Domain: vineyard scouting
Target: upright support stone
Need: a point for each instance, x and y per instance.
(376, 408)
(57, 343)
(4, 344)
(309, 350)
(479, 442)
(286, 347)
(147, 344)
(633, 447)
________
How to complete this task:
Reproduce verbatim only the lines from the one holding "Target: upright support stone" through the end of the records.

Output:
Target: upright support stone
Need: a point for each instance, x and y per instance.
(376, 408)
(57, 343)
(4, 344)
(309, 350)
(479, 442)
(286, 347)
(147, 344)
(633, 447)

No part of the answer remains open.